## WRITTEN PROBLEM A
Answer these questions about the NeuralPDE.jl thread:
(i) What is the first of the three estimated parameters reported for the Lorenz example?
(ii) With how many observations are there no kinks in the trajectories?
(iii) Which training approach does one reply say should not be used?
## WRITTEN PROBLEM B
Repeat the NeuralPDE.jl thread from "For this issue, the" up to and including "be investigated further.".
## WRITTEN PROBLEM C
Proceed with the NeuralPDE.jl thread, picking up after its final sentence.

## PAGE EXTRACT

::::::

NeuralPDE.jl
NeuralPDE.jl copied to clipboard
PINNs Lorenz param estim : kink in the output path of the predicted variables
Running the Lorenz param estim example, the estimated parameters are:
3-element Vector{Float64}: 10.000484105285961 27.99897160477475 2.667291549846074
Then in the graphical analysis:
initθ = discretization.init_params acum = [0;accumulate(+, length.(initθ))] sep = [acum[i]+1 : acum[i+1] for i in 1:length(acum)-1] minimizers = [res.minimizer[s] for s in sep] ts = [domain.domain.lower:dt/10:domain.domain.upper for domain in domains][1] u_predict = [[discretization.phii[1] for t in ts] for i in 1:3] plot(sol) plot!(ts, u_predict, label = ["x(t)" "y(t)" "z(t)"])
produces a kink in the x, predicted x variables different from the published graph as follows:
What optimization sequence did you use? ADAM -> BFGS?
@finmod try run the code from the test https://github.com/SciML/NeuralPDE.jl/blob/2e9bac04111bb6a0049da1f26939b09984a53bcb/test/NNPDE_tests.jl#L480
The difference is that we train on more points in the tests.
ts = [domain.domain.lower:dt/5:domain.domain.upper for domain in domains][1]
function getData(sol)
data = []
us = hcat(sol(ts).u...)
ts_ = hcat(sol(ts).t...)
return [us,ts_]
end
@KirillZubov Correct. There is this one line difference:
ts = [domain.domain.lower:dt/5:domain.domain.upper for domain in domains][1]
Let me run the test version to confirm
I wonder what it looks like so the learning behavior is different (example in the docs) depending on the operating environment or something else
We just shouldn't use GridTraining
also, try updating all packages to the latest versions and running the version from the documentation. To make sure it doesn't depend on package versions
With 101 observations, there are no kinks in the trajectories. The plots should be presented as scatter to immediately perceive the number of observations that is being used in the parameter learning.
@ChrisRackauckas This gives me an opportunity to make a comment on NN and parameter estimation that I have been pondering for quite a long time. You have established that the strength of an NN approach to parameter estimation is on model discovery from a small sample of observations. With LV and now Lorenz, you have repeatedly shown that for as few as 21 initial observations on each time series, the generating model can be successfully recovered. This is the major advantage of the NN approach and it should be broadcasted loud for those applications that cannot replicate a data generating experiment as in economics and social sciences.
The NN approach to parameter estimation is outstanding when the minimum requirement for regression (i.e. matrix inversion) is not met. But as soon as the number of observations is greater than 40 and here it is 101 then any minimum distance or minimum variance estimator will be much more efficient as you have shown in DiffEqBenchmarks/Tutorials.
For this issue, the kinks remain unexplained for the small sample case of 21 observations. The hint about GridTraining should be investigated further.

::::::

## INFORMATION SHOWN
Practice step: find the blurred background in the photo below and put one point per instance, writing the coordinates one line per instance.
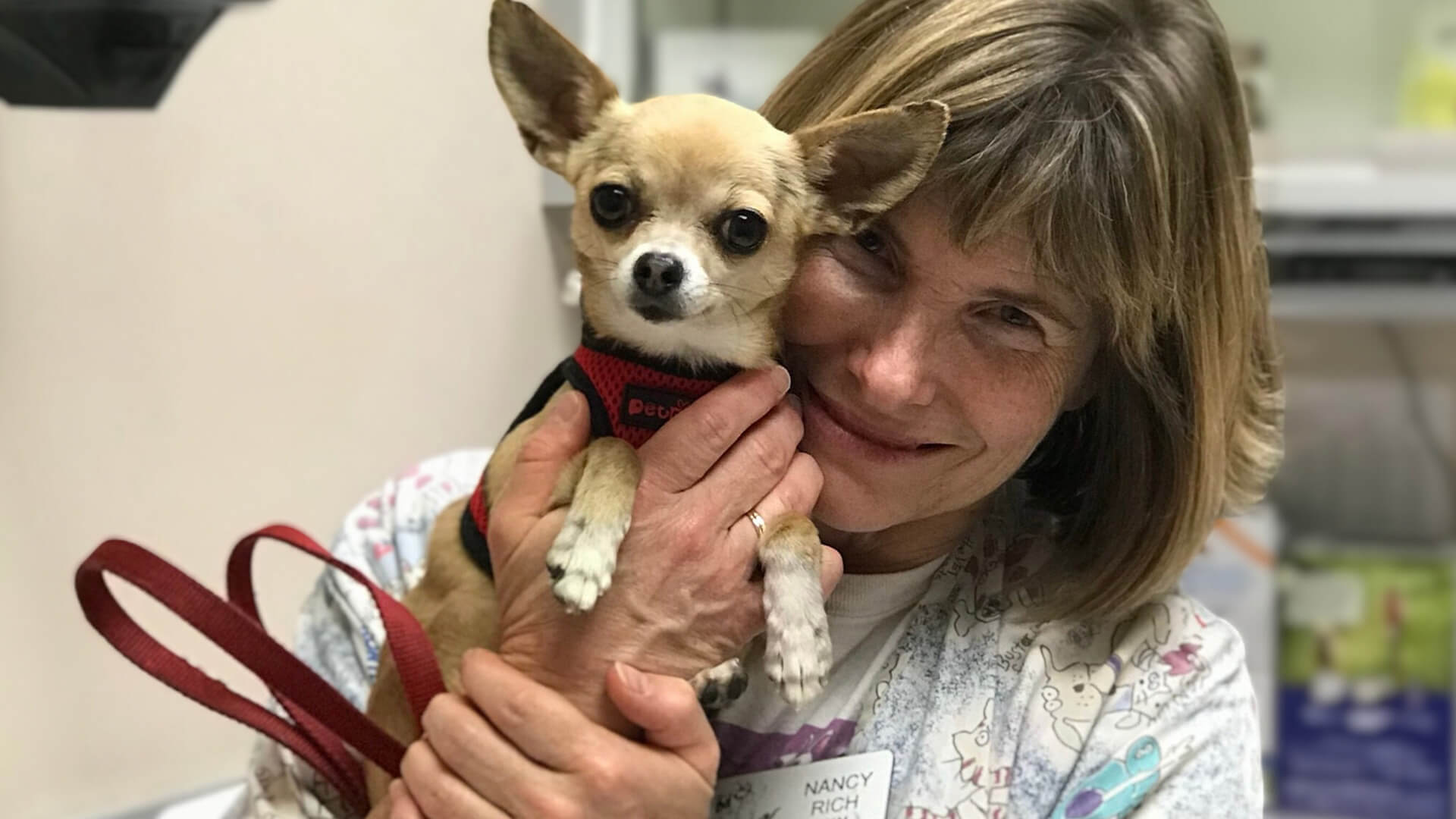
(302, 248)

::::::

## EXPECTED OUTPUT A
(i) 10.000484105285961
(ii) 101
(iii) GridTraining

## EXPECTED OUTPUT B
For this issue, the kinks remain unexplained for the small sample case of 21 observations. The hint about GridTraining should be investigated further.

## EXPECTED OUTPUT C
@zoemcc mentioned that this might not be able to be solved with GridTraining: it may require that the sampling adapts since otherwise it'll never "see" between the grid points. So that's why it might need to be swapped.
I have run the example with dt varying from 0.01 to 0.05. As it is now dt= 0.01 produces 101 observations per trajectory in the interval {0,1]. The breakdown of GridTraining occurs between dt=0.04 and dt=0.05. At dt=0.04, the number of observations is 26.
As mentioned above, parameter estimation by NN when the dataseries have 100 observations or more is a no brainer because there are more efficient methods in DiffParamEstim to solve this. Instead, using NN for parameter estimation in small samples and in particular with few initial observations is an exiting property of NN in discovering a model when other methods fail. There was the LV example with 21 initial observations per dataseries and now there is this second example on a chaotic ODE system.
Finally, @ChrisRackauckas is right to suggest preferring other discretization methods to GridTraining, particularly if they hold at dt=0.05. Also the graphical analysis should produce a scatter of the data points used for estimation and not a fine grid simulation of the model using the estimated parameters.
Generally I've found the best results with QuadratureTraining with ~1000-2000+ maxiters and StochasticTraining with 128-256+ samples. GridTraining should basically never be used. The number of observations for parameter estimation here is orthogonal to the training strategy since each training strategy maintains its own set of samples in the domain to train the PDE loss, whereas observational data enters in through the additional_loss
functionality as a separate concern.
I agree that the analysis should provide more tools to show the samples used for training the PDE loss and it's something we'll be working towards.
We just shouldn't use GridTraining
It might be worth pointing that out in the docs. We could add a little caveat wherever GridTraining is being used (e.g. https://neuralpde.sciml.ai/stable/pinn/wave/)
The NeuralPDE paper has a great explanation of why one ought to avoid GridTraining most of the time.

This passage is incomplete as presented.